Entries drawn from a collection
______________________________
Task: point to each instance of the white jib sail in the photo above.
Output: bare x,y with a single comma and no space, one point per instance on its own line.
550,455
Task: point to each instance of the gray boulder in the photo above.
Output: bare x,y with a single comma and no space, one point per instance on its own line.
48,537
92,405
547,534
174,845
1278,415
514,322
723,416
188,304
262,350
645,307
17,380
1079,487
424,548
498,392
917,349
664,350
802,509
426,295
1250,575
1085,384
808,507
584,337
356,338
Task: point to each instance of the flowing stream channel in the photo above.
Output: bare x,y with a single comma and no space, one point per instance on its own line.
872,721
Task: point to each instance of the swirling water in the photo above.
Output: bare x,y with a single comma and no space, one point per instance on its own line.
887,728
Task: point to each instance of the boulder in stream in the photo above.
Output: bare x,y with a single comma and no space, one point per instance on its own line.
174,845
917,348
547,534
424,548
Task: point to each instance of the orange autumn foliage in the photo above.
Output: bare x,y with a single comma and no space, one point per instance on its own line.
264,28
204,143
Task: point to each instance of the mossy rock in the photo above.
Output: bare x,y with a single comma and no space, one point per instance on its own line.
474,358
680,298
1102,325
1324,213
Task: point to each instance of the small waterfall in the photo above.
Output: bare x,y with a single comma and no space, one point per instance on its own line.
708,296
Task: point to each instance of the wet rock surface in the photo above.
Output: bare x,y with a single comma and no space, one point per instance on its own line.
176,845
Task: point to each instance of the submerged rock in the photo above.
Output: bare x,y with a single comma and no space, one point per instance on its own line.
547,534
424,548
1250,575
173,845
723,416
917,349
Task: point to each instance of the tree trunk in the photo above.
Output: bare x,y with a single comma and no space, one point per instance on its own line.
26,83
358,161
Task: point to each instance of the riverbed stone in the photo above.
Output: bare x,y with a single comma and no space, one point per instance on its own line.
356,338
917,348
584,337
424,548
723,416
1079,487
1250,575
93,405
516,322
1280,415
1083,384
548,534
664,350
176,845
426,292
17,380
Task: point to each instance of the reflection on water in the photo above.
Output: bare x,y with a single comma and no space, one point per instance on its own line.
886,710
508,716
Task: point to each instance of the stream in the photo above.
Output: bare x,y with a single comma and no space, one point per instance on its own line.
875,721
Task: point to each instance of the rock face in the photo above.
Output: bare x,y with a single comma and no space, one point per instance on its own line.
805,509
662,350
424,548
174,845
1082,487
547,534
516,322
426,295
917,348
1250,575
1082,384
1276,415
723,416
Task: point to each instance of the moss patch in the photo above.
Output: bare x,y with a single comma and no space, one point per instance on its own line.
______________________________
= Task objective =
Copy out the entire listing above line by line, keeping every character unchanged.

= Task response =
Task: point to each instance of the white jib sail in the photo above.
Output: bare x,y with a single comma and no space, one point per instance on its own line.
550,455
Task: point to each instance of the gray boulder in the photo above.
Output: bare x,y with a single comma and no space, one point per instance on its own line.
48,537
92,405
547,534
174,845
1278,415
514,322
723,416
188,304
262,350
645,307
17,380
1079,487
424,548
498,392
917,349
664,350
802,509
426,295
1250,575
1085,384
808,507
584,337
356,338
Task: point to each instance of the flowing stream channel in the photo above.
Output: bare x,y with a single comma and no space, one point per instance on its own line.
872,721
Task: point to each instance of the swirling water in the photo above.
Output: bare x,y with a single comma and no space, one point per instance on its own line.
887,728
Task: point to each instance of the boulder in stream in the photo above.
Output: bare x,y with a single comma and no space, one point per instance on its own line.
174,845
917,348
547,534
424,548
Task: point to each instance of the orange autumn foliage in the photo above.
Output: bare x,y with a single comma and no space, one point per instance on its own line.
264,28
204,143
Task: point to each instance of the mossy rock in the photo above.
Output: bare x,y with a single comma and no space, one point per instance on its own line.
474,358
680,298
1102,325
1324,213
Task: point to each instance of the small waterfall in the photo above.
Output: bare x,y with a single comma and no space, one point per instance on its own line.
708,296
Task: point to each instance of the wet rock surface in the photo above.
Output: bare x,y with a single comma and no space, one point per instance on its own line.
176,845
Task: point to each instance of the submerged rock in the photo above.
Output: bare x,y with a single comma and no space, one point per instance on its own line.
547,534
424,548
1250,575
173,845
723,416
917,349
Task: point to each instance of the tree trunk in the photo above.
Output: bare x,y with a single comma and no space, one point per instance on its own line.
26,83
358,161
Task: point to each instance of the riverbed stone in the photo above.
Output: bare x,y with a single comma and no space, one point per instance on its own line.
356,338
917,348
584,337
424,548
723,416
1079,487
1250,575
93,405
516,322
1280,415
1083,384
548,534
664,350
176,845
426,292
17,380
Task: point to each instance of the reflection on water in the photo above.
Output: bare x,y with a single comma and no space, one point per instance on its own line.
886,710
508,716
Task: point to each instance of the stream in the photo above.
Output: bare x,y with a single comma and no space, one point per instance on its own line.
875,721
Task: point to each instance of the rock face in the photo above.
Output: bare x,y with a single comma and no space, one point per instance on its own line.
805,509
662,350
424,548
174,845
1082,487
547,534
516,322
426,295
917,348
1250,575
1082,384
1276,415
723,416
Task: point to each instance of the moss patch in the photo above.
Output: bare x,y with a single comma and no space, one point per instance on its own line.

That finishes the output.